By Erica Horn
The Kentucky Franklin Circuit Court’s holding in Interstate Gas Supply, Inc. for use and benefit of Tri-State Healthcare Laundry, Inc. v. Department of Revenue, Civil Action No. 12-CI-00947 (Franklin Cir. Ct. Sept. 13, 2013), further limits the tax exemptions granted by the Kentucky Constitution. Interstate Gas Supply, Inc. (“IGS”), an Ohio natural gas marketer, sought refunds of use tax collected and paid on sales of natural gas by IGS to Tri-State Healthcare Laundry, Inc. (“Tri-State”). Tri-State is a joint-cooperative laundry association owned by several non-profit charitable hospitals in Northern Kentucky. Tri-State provides centralized laundry services to those hospitals, and Tri-State purchases natural gas from IGS for use in its laundry services. IGS collected use tax on its natural gas sales to Tri-State and remitted the tax to Kentucky.
On October 20, 2009, IGS—on behalf of Tri-State—claimed a refund for all use tax paid on Tri-State’s natural gas purchases. IGS claimed that Tri-State is exempt from use tax pursuant to § 170 of the Kentucky Constitution. Section 170 exempts from taxation institutions of purely public charity and states, in relevant part:
There shall be exempt from taxation public property used for public purposes; places of burial not held for private or corporate profit; real property owned and occupied by, and personal property both tangible and intangible owned by, institutions of religion; institutions of purely public charity… Ky. Const. § 170.
Tri-State has previously been determined by the Department of Revenue (“DOR”) to be an institution of “purely public charity.” Nevertheless, the DOR denied IGS’s refund request, claiming that § 170 only extends to property taxes and that the use tax is not a property tax. The DOR relied heavily upon Children’s Psychiatric Hospital of Northern Kentucky v. Revenue Cabinet, 989 S.W.2d 583 (Ky. 1999) (“Children’s Psych.”), as the basis for its decision. In Children’s Psych., the Supreme Court of Kentucky held that the § 170 exemption does not extend to the Kentucky healthcare provider tax. The DOR claimed that the court’s ruling in Children’s Psych. limited all exemptions in § 170 to property taxes.
IGS appealed the DOR’s ruling to the Kentucky Board of Tax Appeals (“KBTA”). IGS argued that the § 170 exemption for purely public charities is not limited to ad valorem property taxes and instead extends to all revenue raising taxes. IGS relied upon a long line of cases dating back to 1896 holding that, unlike the other exemptions in § 170, the charitable exemption exempts the institution as a whole from taxation and is not limited to property taxes. Three cases cited by IGS specifically recognized an exemption from sales and use taxes for purely public charities. IGS further argued that Children’s Psych. was limited to the healthcare provider tax.

*Exercise requirements*:
• a. According to the Tri-State tax article, on what date did IGS claim a refund for the use tax paid on Tri-State's natural gas purchases?
• b. Please carry the Tri-State tax article forward from its final sentence.
The entries after this point are separate material and have nothing to do with the Tri-State tax article.

*Recorded information*:
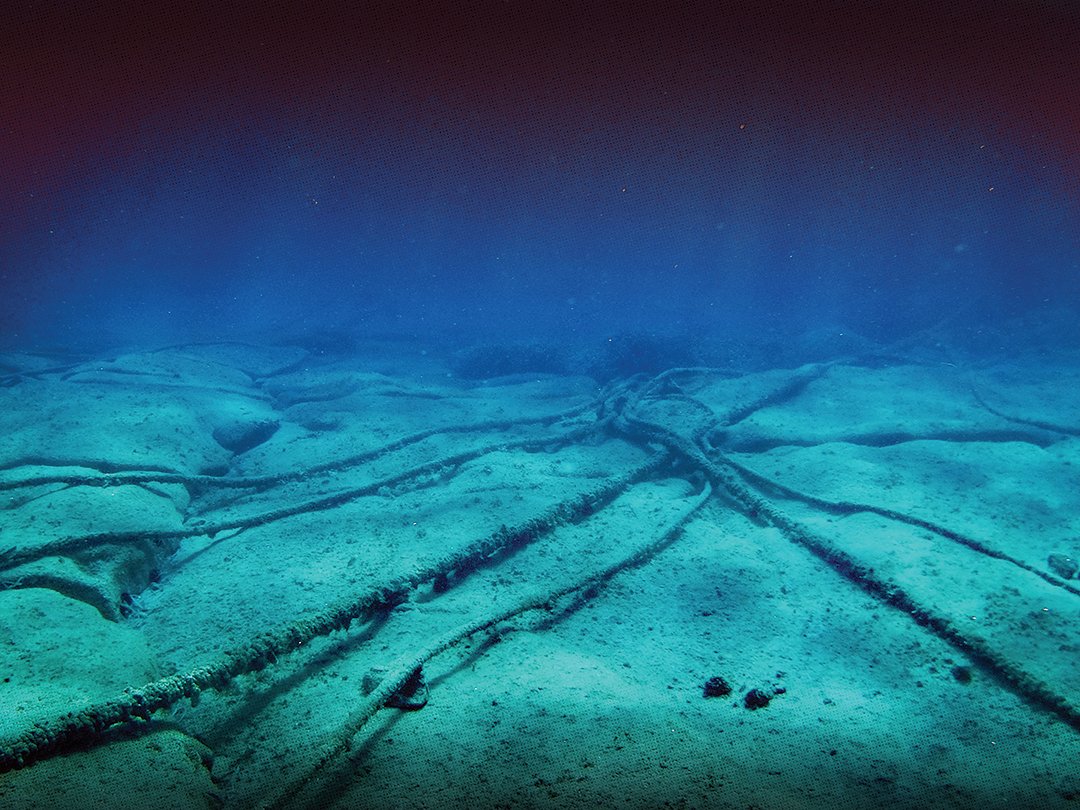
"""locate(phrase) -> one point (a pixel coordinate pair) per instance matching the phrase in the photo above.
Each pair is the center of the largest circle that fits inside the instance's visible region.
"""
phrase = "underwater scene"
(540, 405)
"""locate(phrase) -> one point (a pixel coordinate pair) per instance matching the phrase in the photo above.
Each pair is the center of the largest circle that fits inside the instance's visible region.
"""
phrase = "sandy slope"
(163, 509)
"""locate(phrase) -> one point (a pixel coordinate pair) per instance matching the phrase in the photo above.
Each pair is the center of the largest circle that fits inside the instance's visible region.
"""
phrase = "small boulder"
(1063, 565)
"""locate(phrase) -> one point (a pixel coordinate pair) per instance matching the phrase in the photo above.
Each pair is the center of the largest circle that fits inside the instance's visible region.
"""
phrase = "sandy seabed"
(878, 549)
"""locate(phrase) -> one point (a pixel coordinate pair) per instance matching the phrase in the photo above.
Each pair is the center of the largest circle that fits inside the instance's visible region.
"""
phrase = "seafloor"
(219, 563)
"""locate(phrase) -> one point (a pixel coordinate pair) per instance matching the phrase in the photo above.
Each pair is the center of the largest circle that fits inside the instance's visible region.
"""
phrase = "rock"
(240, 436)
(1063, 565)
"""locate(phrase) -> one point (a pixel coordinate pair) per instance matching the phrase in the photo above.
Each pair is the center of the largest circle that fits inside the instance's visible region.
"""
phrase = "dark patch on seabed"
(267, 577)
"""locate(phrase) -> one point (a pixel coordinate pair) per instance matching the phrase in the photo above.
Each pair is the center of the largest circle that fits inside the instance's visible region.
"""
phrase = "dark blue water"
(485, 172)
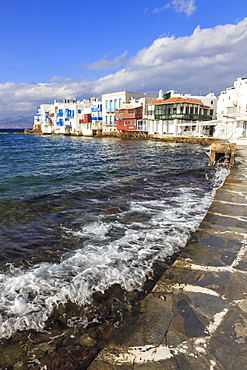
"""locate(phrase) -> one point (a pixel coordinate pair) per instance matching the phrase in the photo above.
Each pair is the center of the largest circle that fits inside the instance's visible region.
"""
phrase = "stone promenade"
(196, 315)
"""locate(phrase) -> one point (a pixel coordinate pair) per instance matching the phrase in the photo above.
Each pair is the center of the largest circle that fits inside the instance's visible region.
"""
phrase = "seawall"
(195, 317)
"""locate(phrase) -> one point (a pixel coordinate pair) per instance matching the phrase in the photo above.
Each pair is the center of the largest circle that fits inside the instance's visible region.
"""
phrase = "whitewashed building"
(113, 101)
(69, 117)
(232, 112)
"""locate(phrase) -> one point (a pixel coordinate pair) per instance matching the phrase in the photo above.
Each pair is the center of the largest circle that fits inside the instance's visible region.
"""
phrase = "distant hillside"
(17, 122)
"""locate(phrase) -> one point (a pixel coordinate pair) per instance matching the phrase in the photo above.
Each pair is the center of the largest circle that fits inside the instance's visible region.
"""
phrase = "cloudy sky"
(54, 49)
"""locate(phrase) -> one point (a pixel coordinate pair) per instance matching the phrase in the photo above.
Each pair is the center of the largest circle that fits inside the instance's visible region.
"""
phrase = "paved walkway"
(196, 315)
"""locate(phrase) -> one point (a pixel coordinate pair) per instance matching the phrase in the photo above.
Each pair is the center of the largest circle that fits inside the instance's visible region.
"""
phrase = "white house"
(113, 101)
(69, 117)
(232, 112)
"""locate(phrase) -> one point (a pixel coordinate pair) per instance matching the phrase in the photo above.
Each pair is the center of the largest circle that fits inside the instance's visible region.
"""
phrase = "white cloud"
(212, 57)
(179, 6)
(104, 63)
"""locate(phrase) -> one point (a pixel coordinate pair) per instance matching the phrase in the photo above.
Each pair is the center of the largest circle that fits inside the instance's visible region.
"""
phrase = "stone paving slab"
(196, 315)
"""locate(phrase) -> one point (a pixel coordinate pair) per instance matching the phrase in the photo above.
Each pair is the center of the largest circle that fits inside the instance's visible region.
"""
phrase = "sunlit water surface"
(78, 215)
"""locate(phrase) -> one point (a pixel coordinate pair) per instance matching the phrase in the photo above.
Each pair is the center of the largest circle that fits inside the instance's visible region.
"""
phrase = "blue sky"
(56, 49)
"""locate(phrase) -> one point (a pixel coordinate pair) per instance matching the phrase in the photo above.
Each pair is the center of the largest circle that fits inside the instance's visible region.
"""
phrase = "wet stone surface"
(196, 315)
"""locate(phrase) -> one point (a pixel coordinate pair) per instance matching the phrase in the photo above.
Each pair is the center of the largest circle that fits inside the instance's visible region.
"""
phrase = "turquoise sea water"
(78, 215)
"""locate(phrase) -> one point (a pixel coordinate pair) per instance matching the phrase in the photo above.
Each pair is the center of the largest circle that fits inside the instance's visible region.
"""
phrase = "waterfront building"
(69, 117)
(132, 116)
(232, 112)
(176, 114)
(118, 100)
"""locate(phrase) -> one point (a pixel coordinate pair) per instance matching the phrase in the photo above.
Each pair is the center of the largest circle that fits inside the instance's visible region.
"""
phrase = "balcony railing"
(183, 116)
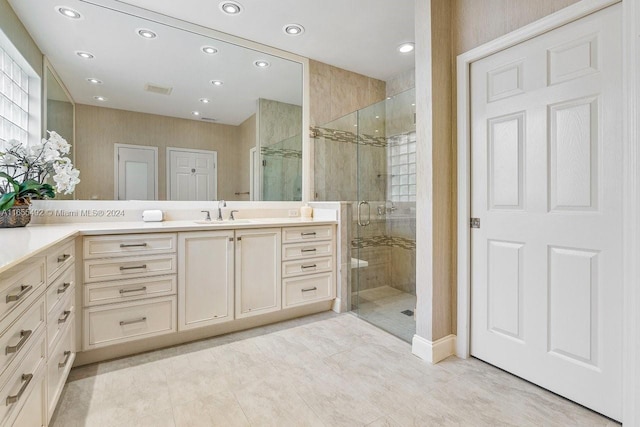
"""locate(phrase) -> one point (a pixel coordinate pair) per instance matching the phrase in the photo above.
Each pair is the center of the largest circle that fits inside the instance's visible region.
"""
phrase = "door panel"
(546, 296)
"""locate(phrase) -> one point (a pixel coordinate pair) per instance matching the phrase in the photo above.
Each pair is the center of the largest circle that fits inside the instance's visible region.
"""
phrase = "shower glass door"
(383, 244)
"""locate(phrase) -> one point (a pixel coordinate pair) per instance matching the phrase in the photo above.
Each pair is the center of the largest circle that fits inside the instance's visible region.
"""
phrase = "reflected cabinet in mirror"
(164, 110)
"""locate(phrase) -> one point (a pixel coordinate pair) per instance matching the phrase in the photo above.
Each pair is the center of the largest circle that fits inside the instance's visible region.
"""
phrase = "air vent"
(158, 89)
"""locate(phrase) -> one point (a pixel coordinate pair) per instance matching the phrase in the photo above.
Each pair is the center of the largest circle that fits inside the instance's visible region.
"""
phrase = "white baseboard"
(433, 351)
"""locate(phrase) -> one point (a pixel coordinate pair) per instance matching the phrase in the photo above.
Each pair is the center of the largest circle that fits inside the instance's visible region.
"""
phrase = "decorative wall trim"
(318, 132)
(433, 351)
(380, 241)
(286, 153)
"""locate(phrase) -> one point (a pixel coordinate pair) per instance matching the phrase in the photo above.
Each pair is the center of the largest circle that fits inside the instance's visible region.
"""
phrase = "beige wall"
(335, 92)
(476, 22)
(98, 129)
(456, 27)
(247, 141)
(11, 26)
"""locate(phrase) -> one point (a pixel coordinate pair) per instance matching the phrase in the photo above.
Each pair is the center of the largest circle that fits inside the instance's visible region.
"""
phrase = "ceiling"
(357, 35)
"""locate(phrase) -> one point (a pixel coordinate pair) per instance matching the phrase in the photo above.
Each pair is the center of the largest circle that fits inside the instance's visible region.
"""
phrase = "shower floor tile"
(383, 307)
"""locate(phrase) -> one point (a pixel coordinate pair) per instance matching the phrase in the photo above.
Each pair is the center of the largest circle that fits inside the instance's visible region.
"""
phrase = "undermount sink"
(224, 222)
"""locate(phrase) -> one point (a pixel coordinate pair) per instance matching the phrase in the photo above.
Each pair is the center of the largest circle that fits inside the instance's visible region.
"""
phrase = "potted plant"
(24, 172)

*Task responses*:
• a. October 20, 2009.

• b.
Finally, IGS claimed that even if § 170 were limited to property taxes, the incidence of the use tax was so similar to a property tax that it was encompassed within the exemption language.
The KBTA found that Children’s Psych. was not limited to the provider tax and instead applied to all Kentucky taxes, implicitly overruling any precedent to the contrary. The KBTA specifically found that because the use tax is not levied on a percentage or rate of the value of the property on a regular basis, the use tax is not an ad valorem property tax and thus is not within the § 170 charitable exemption. Thus, the KBTA found that IGS was not entitled to a refund on behalf of Tri-State.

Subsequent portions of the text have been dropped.